Exercise requirements: Copy every record word for word.

— START —

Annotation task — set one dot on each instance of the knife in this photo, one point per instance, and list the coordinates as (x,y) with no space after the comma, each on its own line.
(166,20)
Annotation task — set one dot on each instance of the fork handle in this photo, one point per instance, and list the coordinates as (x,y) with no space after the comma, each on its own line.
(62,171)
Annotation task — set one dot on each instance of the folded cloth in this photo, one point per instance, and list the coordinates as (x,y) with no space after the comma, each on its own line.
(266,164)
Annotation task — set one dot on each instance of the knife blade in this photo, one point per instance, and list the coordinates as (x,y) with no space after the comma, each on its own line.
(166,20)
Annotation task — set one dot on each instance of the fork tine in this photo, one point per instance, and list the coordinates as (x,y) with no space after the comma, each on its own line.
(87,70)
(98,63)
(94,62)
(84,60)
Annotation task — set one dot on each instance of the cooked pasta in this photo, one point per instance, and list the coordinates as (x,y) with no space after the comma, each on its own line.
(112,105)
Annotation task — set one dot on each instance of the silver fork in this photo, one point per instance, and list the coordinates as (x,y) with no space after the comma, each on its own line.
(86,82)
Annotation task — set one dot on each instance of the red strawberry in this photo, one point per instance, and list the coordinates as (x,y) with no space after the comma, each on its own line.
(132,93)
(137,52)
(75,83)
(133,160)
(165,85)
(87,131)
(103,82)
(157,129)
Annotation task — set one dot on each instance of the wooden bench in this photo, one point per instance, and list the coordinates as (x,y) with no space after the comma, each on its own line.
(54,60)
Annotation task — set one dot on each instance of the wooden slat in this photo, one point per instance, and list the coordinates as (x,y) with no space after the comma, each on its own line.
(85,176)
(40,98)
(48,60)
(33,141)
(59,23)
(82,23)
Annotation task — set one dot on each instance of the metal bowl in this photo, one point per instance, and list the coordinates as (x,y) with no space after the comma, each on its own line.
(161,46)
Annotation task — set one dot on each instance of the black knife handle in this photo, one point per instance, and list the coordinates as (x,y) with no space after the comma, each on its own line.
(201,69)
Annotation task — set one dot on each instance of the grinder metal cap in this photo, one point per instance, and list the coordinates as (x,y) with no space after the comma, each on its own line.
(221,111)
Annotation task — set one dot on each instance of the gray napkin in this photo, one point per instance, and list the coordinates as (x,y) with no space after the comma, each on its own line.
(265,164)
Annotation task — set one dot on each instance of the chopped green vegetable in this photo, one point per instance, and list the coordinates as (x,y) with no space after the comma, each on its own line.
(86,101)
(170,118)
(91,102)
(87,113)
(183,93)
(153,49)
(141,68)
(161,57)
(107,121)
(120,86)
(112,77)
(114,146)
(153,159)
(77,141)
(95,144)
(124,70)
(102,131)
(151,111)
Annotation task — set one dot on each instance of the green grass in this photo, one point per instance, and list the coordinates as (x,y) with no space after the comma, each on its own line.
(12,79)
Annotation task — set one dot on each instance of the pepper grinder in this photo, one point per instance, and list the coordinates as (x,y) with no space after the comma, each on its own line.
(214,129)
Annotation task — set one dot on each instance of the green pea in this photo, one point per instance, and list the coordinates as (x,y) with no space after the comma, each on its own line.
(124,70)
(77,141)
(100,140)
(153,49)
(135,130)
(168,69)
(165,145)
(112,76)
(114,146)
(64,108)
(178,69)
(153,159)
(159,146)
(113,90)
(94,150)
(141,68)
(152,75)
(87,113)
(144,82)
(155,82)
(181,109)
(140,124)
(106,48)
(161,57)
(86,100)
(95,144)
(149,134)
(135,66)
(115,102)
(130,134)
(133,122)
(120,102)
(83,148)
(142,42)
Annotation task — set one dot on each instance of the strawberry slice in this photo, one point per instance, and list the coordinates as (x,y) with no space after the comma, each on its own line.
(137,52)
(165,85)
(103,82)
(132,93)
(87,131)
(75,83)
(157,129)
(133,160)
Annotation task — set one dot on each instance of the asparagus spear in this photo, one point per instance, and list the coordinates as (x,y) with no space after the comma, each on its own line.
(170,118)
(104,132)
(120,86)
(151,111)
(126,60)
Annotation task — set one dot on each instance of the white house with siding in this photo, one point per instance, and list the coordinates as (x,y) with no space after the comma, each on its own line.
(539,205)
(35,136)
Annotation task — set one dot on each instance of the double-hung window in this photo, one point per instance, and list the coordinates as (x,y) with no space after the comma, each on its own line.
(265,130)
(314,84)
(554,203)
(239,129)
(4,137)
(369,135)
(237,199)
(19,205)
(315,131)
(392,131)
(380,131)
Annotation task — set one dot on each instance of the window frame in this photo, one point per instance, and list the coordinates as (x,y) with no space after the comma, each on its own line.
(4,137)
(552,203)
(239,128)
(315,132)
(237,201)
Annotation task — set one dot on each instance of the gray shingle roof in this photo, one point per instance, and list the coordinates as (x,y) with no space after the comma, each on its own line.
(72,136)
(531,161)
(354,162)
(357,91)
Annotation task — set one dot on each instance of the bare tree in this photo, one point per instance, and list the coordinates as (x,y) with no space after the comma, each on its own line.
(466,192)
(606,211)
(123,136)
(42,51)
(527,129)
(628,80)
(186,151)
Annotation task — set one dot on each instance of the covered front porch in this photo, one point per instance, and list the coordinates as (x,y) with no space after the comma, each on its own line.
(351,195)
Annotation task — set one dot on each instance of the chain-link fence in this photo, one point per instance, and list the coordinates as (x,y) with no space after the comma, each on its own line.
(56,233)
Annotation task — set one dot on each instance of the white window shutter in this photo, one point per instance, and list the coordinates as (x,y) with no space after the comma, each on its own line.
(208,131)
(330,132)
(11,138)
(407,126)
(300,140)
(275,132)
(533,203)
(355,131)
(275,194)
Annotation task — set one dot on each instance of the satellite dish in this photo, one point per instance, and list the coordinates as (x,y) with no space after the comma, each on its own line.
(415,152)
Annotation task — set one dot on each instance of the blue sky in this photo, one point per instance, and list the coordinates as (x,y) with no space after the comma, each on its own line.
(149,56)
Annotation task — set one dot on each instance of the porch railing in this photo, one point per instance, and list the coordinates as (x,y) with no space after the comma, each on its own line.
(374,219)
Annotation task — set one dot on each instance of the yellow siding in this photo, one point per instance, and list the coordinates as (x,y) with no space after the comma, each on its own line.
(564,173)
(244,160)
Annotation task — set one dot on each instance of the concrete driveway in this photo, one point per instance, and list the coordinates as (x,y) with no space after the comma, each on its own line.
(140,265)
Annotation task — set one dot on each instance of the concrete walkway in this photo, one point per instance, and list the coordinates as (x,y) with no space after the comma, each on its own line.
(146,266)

— END —

Result of the task:
Annotation task — set one dot on each instance of the knife in this photo, one point per instance, and list the coordinates as (x,y) with no space after the comma, each on its own line.
(166,20)
Annotation task — set one dot on each instance of the fork handle in this photo, one point per instance, and list the coordinates as (x,y) with no space after the comma, each on its own line.
(62,171)
Annotation task — set one dot on each instance of the folded cloth in this photo, one point per instance, and list the coordinates as (x,y) with no space after the comma, each on its own line.
(266,164)
Annotation task — set one dot on each instance of the knife blade in this photo, one point per instance, and list the coordinates as (x,y) with no space after the comma, each on its own line.
(166,20)
Annotation task — set one dot on each instance of the fork tine in this photo, one point per instance, and list the coordinates as (x,y) with no space after the comma, each on its own line.
(87,70)
(98,63)
(94,62)
(84,60)
Annotation task — set one dot on each instance of the cooked pasta in this photo, one point per instance, and list the coordinates as (x,y) with no space after the comma, each on its own line.
(112,105)
Annotation task — set one dot on each instance of the silver fork in this photo, one point per instance, and list the coordinates as (x,y) with no space after the comma, each on its own line.
(86,82)
Annotation task — set one dot on each instance of the red strawberry in this photo, one point per instance, and list the coordinates as (x,y) with no space after the comma, each on its own line.
(132,93)
(137,52)
(75,83)
(133,160)
(165,85)
(87,131)
(103,82)
(157,129)
Annotation task — set one dot on each instance of the wooden bench in this photo, one point per instance, and list the coordinates as (x,y) with no space after the comma, each on its own line.
(54,60)
Annotation task — set one dot on each instance of the wooden slat in this photo, one point per instance, and list the coordinates as (x,y) with no space after the comma, each on its own line.
(85,176)
(40,98)
(48,60)
(33,141)
(59,23)
(82,23)
Annotation task — set one dot on each instance of the metal bowl in this photo, one point per instance, and list the coordinates as (x,y) with no space after the comma, each on its own line.
(161,46)
Annotation task — set one dot on each instance of the black knife handle in this photo, one point per instance, and list the coordinates as (x,y) with no space after the comma, each on its own line.
(201,69)
Annotation task — set one dot on each instance of the grinder metal cap in this photo, one point per instance, and list the coordinates as (x,y) with no space after the comma, each on its own line.
(221,111)
Annotation task — set one dot on each instance of the gray napkin in this photo, one point per instance, and list the coordinates as (x,y) with no space after the comma, each on its own line.
(265,164)
Annotation task — set one dot on each instance of the chopped green vegetable in this photo, one point per instance, and list the coordinates as (x,y) with no space after the comma, each on its own line.
(86,101)
(170,118)
(91,102)
(87,113)
(183,93)
(153,49)
(141,68)
(161,57)
(107,121)
(120,86)
(112,77)
(114,146)
(153,159)
(77,141)
(95,144)
(124,70)
(102,131)
(151,111)
Annotation task — set one dot on each instance of the green grass in this photo, one point per instance, and list the coordinates as (x,y) with no space after the comma, each on its own line.
(12,79)
Annotation task — set one dot on each instance of the pepper grinder in this photo, one point per instance, and list the coordinates as (x,y) with no space after the comma, each on its own line.
(214,129)
Annotation task — set one dot on each instance of the green pea in this photo, one point per instance, and list the coordinates as (x,y) with no space after the comma, each on its own line.
(124,70)
(77,141)
(100,140)
(153,49)
(135,130)
(168,69)
(165,145)
(112,76)
(114,146)
(64,108)
(178,69)
(153,159)
(159,146)
(113,90)
(94,150)
(141,68)
(152,75)
(87,113)
(144,82)
(155,82)
(181,109)
(140,124)
(106,48)
(161,57)
(86,100)
(95,144)
(149,134)
(135,66)
(115,102)
(130,134)
(133,122)
(120,102)
(83,148)
(142,42)
Annotation task — set one dot on each instance of the strawberry slice in this photo, one point per instance, and list the coordinates as (x,y) with no space after the comma, each on its own line.
(137,52)
(165,85)
(103,82)
(132,93)
(87,131)
(75,83)
(157,129)
(133,160)
Annotation task — set one dot on each instance of the asparagus spear in this photo, one point per instance, and list the coordinates as (x,y) with no space after the comma, each on its own line.
(170,118)
(104,132)
(120,86)
(151,111)
(126,60)
Annotation task — set one dot on each instance of the white house with siding in this photo, one point per instance, and list the coordinates as (x,y) with no space after the comma, each on its own line.
(539,205)
(35,136)
Annotation task — set one dot on each instance of the double-hung window in this photo, one point per instance, and list the coordinates as (x,y) with no space after the comma, each on its own line.
(265,130)
(314,84)
(554,203)
(239,129)
(4,137)
(369,135)
(237,199)
(19,205)
(315,131)
(392,131)
(380,131)
Annotation task — set one dot on each instance of the window frame in this photo, one point per instance, and list the coordinates as (x,y) with no space after the comma, each on its own line.
(4,137)
(552,203)
(239,128)
(315,132)
(237,201)
Annotation task — set one dot on each instance of the gray shingle roof in this photo, one point per instance, and list the coordinates as (x,y) with no space after the comma, each on its own line.
(72,136)
(531,161)
(354,162)
(357,91)
Annotation task — set one dot on each instance of the bare tree in this photo, one point per instance, and list the coordinates as (x,y) with no space after the comma, each on its own line.
(466,192)
(606,211)
(123,136)
(42,51)
(527,129)
(628,80)
(186,151)
Annotation task — set one dot on each instance of the covered front porch in this photo, one point per instance, and list the coordinates as (x,y) with no space after the comma, each on its own line.
(351,195)
Annotation task — set one dot on each instance of the chain-link fence in this photo, one point per instance, and list the coordinates as (x,y) with no space after the comma, each on its own line.
(56,233)
Annotation task — set one dot on each instance of the white window shutter in this photo, one point per instance, and list the coordinates as (x,y) with no space after the comma, each on its own line.
(208,131)
(330,132)
(11,138)
(407,126)
(300,140)
(275,132)
(533,203)
(355,131)
(275,194)
Annotation task — set one dot on each instance of the satellite dish in this photo, one point per instance, and list the coordinates as (x,y) with no space after the comma, each on its own line.
(415,152)
Annotation task — set one dot on each instance of the blue sky in this photo, one point per instance, and list the coordinates as (x,y) with no space after the comma, each on its own line.
(149,56)
Annotation task — set one dot on each instance of the porch railing in this photo, one point per instance, and list the coordinates as (x,y) with no space after the comma, each on its own line.
(374,219)
Annotation task — set one dot on each instance of the yellow siding in this photo, one point per instance, and list the coordinates as (x,y) with no space after the comma, each on its own line.
(564,173)
(244,160)
Annotation task — set one dot on each instance of the concrete driveway in this photo, one point per instance, and list the coordinates as (x,y) with no space after the comma, each on its own line.
(140,265)
Annotation task — set one dot on each instance of the concrete walkway in this photo, one point per instance, and list the coordinates as (x,y) with no space after the comma, each on its own line.
(146,266)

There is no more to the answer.